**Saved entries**
::::::::

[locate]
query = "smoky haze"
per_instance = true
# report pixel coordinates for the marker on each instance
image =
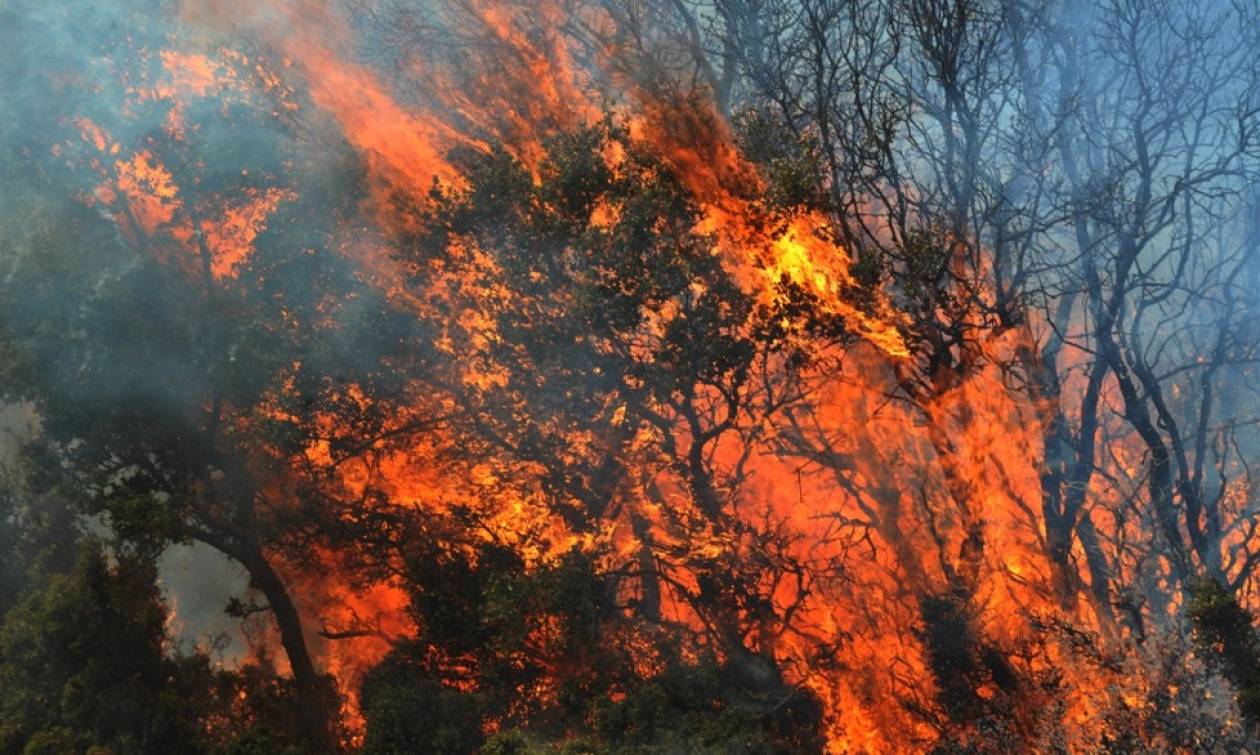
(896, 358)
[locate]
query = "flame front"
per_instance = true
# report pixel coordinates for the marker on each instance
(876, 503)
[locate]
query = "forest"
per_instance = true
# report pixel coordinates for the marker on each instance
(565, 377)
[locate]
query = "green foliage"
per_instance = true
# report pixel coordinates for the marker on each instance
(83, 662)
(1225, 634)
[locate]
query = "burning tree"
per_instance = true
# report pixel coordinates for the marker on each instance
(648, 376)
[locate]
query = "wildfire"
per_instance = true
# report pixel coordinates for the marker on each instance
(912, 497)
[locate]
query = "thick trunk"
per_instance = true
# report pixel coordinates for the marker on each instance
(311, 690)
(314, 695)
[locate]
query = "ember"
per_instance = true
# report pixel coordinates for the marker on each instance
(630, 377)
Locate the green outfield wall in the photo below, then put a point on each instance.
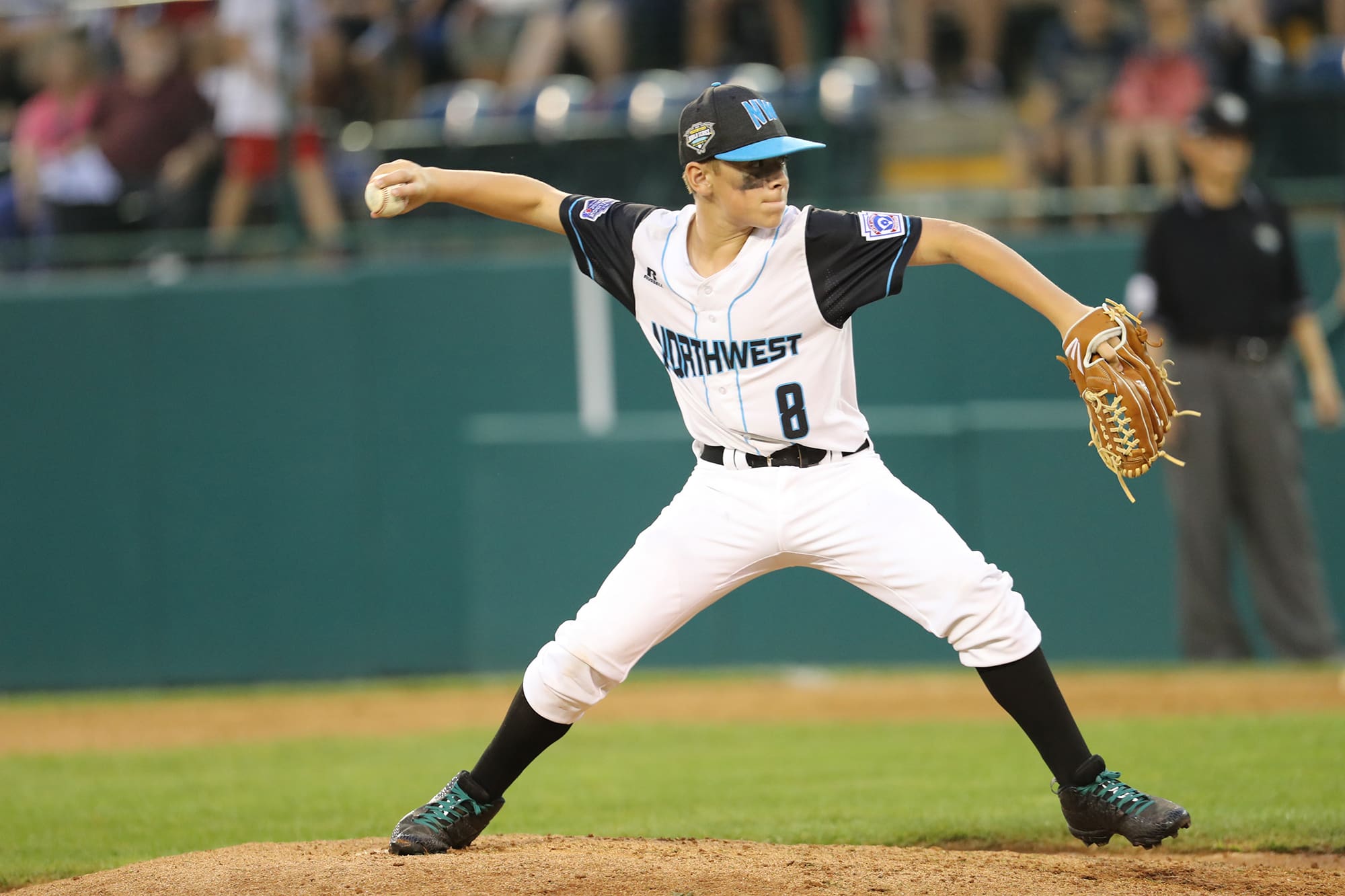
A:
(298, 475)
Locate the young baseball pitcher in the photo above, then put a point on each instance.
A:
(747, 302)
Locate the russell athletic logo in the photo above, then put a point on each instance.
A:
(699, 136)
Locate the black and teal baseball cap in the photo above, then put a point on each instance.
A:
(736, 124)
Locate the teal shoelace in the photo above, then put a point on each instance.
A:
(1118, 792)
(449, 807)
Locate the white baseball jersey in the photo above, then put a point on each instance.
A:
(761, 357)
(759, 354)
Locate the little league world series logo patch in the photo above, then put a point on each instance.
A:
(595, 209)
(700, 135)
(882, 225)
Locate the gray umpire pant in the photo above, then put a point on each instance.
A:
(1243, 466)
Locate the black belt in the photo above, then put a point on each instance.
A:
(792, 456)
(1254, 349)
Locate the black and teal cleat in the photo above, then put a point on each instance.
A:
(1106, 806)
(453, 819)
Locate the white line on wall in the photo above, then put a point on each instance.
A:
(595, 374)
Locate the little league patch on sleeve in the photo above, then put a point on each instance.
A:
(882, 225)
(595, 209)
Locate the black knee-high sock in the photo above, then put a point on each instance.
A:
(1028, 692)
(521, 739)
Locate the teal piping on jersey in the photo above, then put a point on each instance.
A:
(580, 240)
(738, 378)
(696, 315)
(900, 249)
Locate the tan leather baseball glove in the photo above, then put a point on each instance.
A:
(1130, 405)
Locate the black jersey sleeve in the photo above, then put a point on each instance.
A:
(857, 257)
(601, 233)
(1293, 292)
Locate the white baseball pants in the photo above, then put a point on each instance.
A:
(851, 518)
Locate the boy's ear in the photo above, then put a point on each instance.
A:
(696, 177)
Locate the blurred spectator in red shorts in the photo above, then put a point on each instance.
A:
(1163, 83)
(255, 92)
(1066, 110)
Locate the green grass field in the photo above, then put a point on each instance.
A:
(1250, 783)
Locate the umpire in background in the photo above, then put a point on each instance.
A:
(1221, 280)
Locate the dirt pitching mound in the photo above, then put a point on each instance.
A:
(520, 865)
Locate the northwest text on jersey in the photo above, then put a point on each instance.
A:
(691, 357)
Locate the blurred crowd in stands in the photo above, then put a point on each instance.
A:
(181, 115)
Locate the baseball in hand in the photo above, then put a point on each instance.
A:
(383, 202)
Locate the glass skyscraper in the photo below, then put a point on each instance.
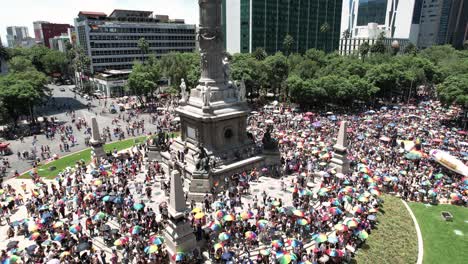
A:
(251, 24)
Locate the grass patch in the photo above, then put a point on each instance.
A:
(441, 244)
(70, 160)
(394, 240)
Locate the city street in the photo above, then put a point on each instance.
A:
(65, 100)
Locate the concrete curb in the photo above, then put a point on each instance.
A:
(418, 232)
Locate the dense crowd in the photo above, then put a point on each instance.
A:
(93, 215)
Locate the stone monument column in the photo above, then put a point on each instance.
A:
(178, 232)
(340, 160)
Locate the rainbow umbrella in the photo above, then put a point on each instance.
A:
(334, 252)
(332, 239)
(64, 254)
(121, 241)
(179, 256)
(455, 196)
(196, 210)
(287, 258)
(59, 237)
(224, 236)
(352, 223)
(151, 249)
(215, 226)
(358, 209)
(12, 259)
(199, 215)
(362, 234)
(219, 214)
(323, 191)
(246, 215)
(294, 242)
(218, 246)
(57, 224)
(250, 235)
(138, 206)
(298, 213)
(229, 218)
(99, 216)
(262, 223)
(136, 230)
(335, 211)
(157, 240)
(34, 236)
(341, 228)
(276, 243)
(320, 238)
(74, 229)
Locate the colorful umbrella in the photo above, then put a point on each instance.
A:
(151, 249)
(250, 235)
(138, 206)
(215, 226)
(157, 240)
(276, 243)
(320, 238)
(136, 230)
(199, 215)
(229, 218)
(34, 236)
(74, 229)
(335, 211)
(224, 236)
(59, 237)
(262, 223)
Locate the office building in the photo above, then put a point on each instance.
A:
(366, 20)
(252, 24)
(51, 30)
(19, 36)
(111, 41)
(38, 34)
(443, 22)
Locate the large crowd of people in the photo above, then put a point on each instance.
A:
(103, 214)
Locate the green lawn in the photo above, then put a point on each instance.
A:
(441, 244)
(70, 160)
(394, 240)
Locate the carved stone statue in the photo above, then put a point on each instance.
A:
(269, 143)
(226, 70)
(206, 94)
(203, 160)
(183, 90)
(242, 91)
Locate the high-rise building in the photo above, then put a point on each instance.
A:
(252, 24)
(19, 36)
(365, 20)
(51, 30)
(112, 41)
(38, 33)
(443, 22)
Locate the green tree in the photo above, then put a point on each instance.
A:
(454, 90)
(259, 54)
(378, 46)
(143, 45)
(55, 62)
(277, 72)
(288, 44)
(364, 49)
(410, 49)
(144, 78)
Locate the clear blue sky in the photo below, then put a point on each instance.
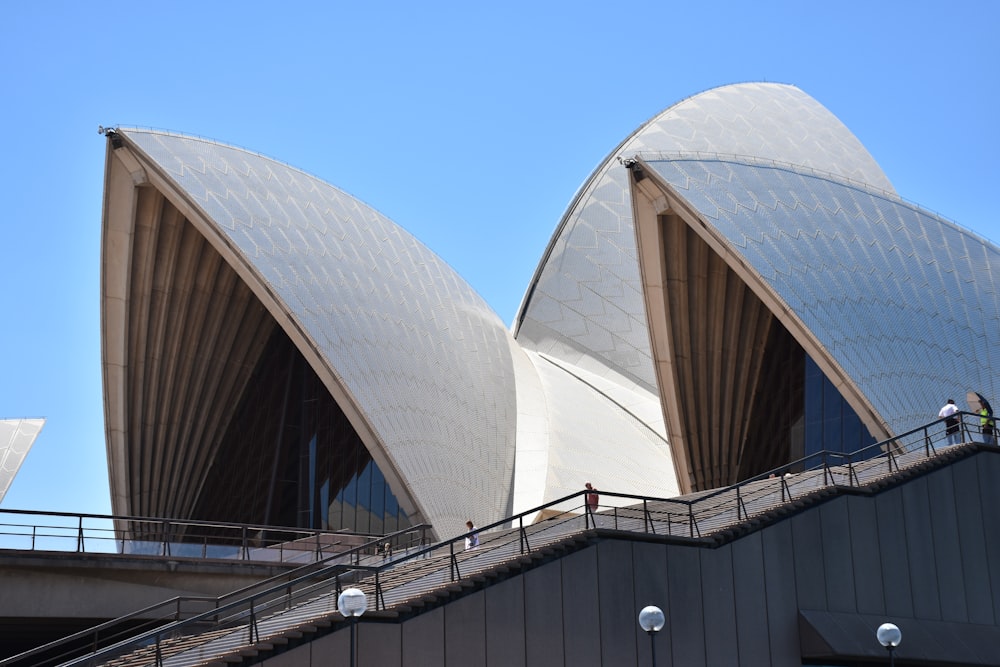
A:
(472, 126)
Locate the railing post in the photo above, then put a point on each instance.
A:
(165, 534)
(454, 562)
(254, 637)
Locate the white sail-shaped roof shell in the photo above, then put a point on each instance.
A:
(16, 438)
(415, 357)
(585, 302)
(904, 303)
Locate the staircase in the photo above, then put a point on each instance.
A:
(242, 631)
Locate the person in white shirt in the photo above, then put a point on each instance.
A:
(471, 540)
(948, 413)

::::::::

**TASK**
Each entry above should be returned exactly as written, minus its pictures.

**REPLY**
[locate]
query = "smoky haze"
per_instance = true
# report pixel coordinates for the marker on each instance
image =
(896, 358)
[locate]
query = "flame front"
per_instance = true
# report pixel coordinates for the marker on each instance
(876, 503)
[locate]
query = "forest"
per_instance = true
# report pixel coordinates for the marker on each instance
(565, 377)
[locate]
query = "green foliage"
per_instance = true
# report pixel coordinates for the marker on each instance
(83, 662)
(1225, 634)
[locate]
query = "burning tree"
per_instance = true
# report pixel coordinates for the marker on each instance
(648, 376)
[locate]
query = "wildfire"
per_instance = true
# report pixel coordinates for the marker on each instance
(912, 497)
[locate]
query = "thick trunk"
per_instance = true
# report pixel coordinates for the marker on each instance
(311, 690)
(314, 695)
[locate]
query = "ember"
per_instance = true
# report pixel coordinates for the marker on each instance
(630, 377)
Locate the green outfield wall in the photo below, then put a point on each instance.
A:
(298, 475)
Locate the young baseball pitcher in the photo above, then put a point on each instance.
A:
(747, 302)
Locate the russell athletic logo in the photo above, then put a point on each instance.
A:
(699, 136)
Locate the black and teal baseball cap in the photo above, then put a point on each instance.
A:
(736, 124)
Locate the teal shoelace in the photo above, then put a point on each instance.
A:
(1118, 792)
(449, 807)
Locate the white baseball jersey in the photo above, then put a point on each instance.
A:
(761, 357)
(759, 354)
Locate the little league world series logo patch in the photo above, then put a point on each instance.
A:
(595, 209)
(700, 135)
(882, 225)
Locate the gray umpire pant in the photo above, then put a point on each instance.
A:
(1243, 466)
Locate the black belt in the photo above, then put a point on each instance.
A:
(792, 456)
(1254, 349)
Locate the black and teal cleat in the photo above, then put a point on each instance.
A:
(1106, 806)
(453, 819)
Locate the white line on wall in the photo above, then put a point on each instance.
A:
(595, 374)
Locate the little league patch on sleeve in the photo above, then put a point on each instance.
A:
(882, 225)
(595, 209)
Locate the black knee-high sock in the photo above, then put a point on each instance.
A:
(1028, 692)
(521, 739)
Locate the teal piping on jersey in the photo above, then put a point on each instance.
A:
(580, 240)
(738, 378)
(696, 315)
(900, 249)
Locate the tan leather baseball glove in the photo above, then put a point on each instance.
A:
(1130, 405)
Locate the black jersey sleeve in the photo above, then put a point on each instance.
A:
(857, 257)
(601, 233)
(1293, 292)
Locate the white baseball pants in the photo above, then put a point on each instance.
A:
(851, 518)
Locate the boy's ear in the photo above, then put a point on each instance.
A:
(696, 177)
Locate the blurred spectator in red shorts in the photo above, then put a point on each instance.
A:
(1163, 83)
(255, 92)
(1066, 110)
Locate the green grass field in the photo above, then put a point on each instance.
A:
(1250, 783)
Locate the umpire in background in the photo above, then put a point on each instance.
A:
(1221, 280)
Locate the dirt pitching mound in the photo above, then put a point on each instance.
A:
(520, 865)
Locate the northwest text on jersey in the photo above, then put a point on each instance.
A:
(691, 357)
Locate the blurred crowd in stands in the photo above, then put a point on each instance.
A:
(181, 115)
Locate the baseball in hand in the photo above, then put a point on each instance.
A:
(383, 202)
Locate the glass skyscraper in the photo below, then put a point on each instance.
A:
(251, 24)
Locate the grass patch in the photo above, then put a point on each instance.
A:
(441, 244)
(70, 160)
(394, 240)
Locate the city street in the photo above, then put a point on each instance.
A:
(65, 100)
Locate the concrete curb in the photo above, then put a point on each instance.
A:
(418, 232)
Locate the dense crowd in the photo above, then put a point on each instance.
A:
(93, 215)
Locate the stone monument column in the photo above, then put a point on each instance.
A:
(178, 232)
(340, 160)
Locate the rainbow umbrella in the photo above, then put a point on each instance.
A:
(334, 252)
(332, 239)
(64, 254)
(121, 241)
(179, 256)
(455, 196)
(196, 210)
(287, 258)
(59, 237)
(224, 236)
(352, 223)
(151, 249)
(215, 226)
(358, 209)
(12, 259)
(199, 215)
(362, 234)
(219, 214)
(323, 191)
(246, 215)
(294, 242)
(218, 246)
(57, 224)
(250, 235)
(138, 206)
(298, 213)
(229, 218)
(99, 216)
(262, 223)
(136, 230)
(335, 211)
(157, 240)
(34, 236)
(341, 228)
(276, 243)
(320, 238)
(74, 229)
Locate the colorful umbrella in the photo above, then put a point on each instance.
A:
(151, 249)
(250, 235)
(138, 206)
(215, 226)
(157, 240)
(276, 243)
(320, 238)
(136, 230)
(199, 215)
(229, 218)
(34, 236)
(74, 229)
(335, 211)
(224, 236)
(59, 237)
(262, 223)
Locate the office building in the photo above, then put a point on each instance.
A:
(366, 20)
(252, 24)
(51, 30)
(19, 36)
(111, 41)
(38, 34)
(443, 22)
Locate the large crowd of people in the photo above, then put a point on each instance.
A:
(103, 214)
Locate the green lawn in the photo above, then put a point on each instance.
A:
(441, 244)
(70, 160)
(394, 240)
Locate the carved stone statue in the photo above, then put a point on each instance.
A:
(269, 143)
(226, 70)
(206, 94)
(203, 160)
(183, 90)
(242, 91)
Locate the high-rise building in the photo above, then put a point on each instance.
A:
(252, 24)
(19, 36)
(365, 20)
(51, 30)
(112, 41)
(38, 33)
(443, 22)
Locate the green tree in the photo above, then put a point on each instance.
A:
(454, 90)
(259, 54)
(378, 46)
(143, 45)
(55, 62)
(277, 72)
(288, 44)
(364, 49)
(410, 49)
(144, 78)
Locate the clear blue sky in the photo below, then put a point on each instance.
A:
(472, 126)
Locate the railing post in the photo above, then put a point on each instance.
A:
(165, 534)
(454, 562)
(254, 637)
Locate the white sail-shaped roof shell in the photo above, then put a point on each instance.
A:
(16, 438)
(415, 357)
(585, 302)
(904, 303)
Locate the staircase in the photo above, then put a point on each instance.
A:
(242, 631)
Locate the person in white shirt in the photo above, then put a point on each instance.
A:
(471, 540)
(948, 413)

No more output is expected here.